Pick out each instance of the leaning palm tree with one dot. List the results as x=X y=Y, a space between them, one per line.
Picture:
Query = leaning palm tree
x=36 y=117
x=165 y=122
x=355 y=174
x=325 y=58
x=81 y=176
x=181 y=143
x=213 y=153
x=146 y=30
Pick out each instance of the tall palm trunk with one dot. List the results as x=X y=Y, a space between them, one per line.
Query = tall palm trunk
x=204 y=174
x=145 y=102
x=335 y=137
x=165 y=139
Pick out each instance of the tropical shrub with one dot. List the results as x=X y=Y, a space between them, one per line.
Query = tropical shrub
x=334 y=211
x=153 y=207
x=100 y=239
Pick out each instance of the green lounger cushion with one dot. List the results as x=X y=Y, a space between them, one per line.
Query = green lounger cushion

→ Requirements: Lay out every line of the data above as a numbered list, leaving out any blank lines.

→ Problem solution:
1. Pick out each instance of the leaning palm tree with one dot. List the results as x=X y=Y, a space between them, one per line.
2. Picture:
3. Query = leaning palm tree
4. x=36 y=117
5. x=165 y=122
6. x=355 y=174
7. x=325 y=58
8. x=81 y=176
9. x=181 y=143
10. x=213 y=153
11. x=146 y=30
12. Pick out each instance of the tall palm trunk with one dot. List the results as x=X y=Y, a space between them, one per line.
13. Query = tall palm trunk
14. x=204 y=174
15. x=145 y=102
16. x=335 y=137
17. x=165 y=139
18. Pick out each instance of the tropical shrub with one dot. List the results as x=X y=Y, a space between them, one per line.
19. Query = tropical shrub
20. x=334 y=211
21. x=153 y=207
22. x=100 y=239
23. Pick out each instance of the green lounger cushion with one dot. List the results as x=X y=Y, a space between them, one per line.
24. Query = green lounger cushion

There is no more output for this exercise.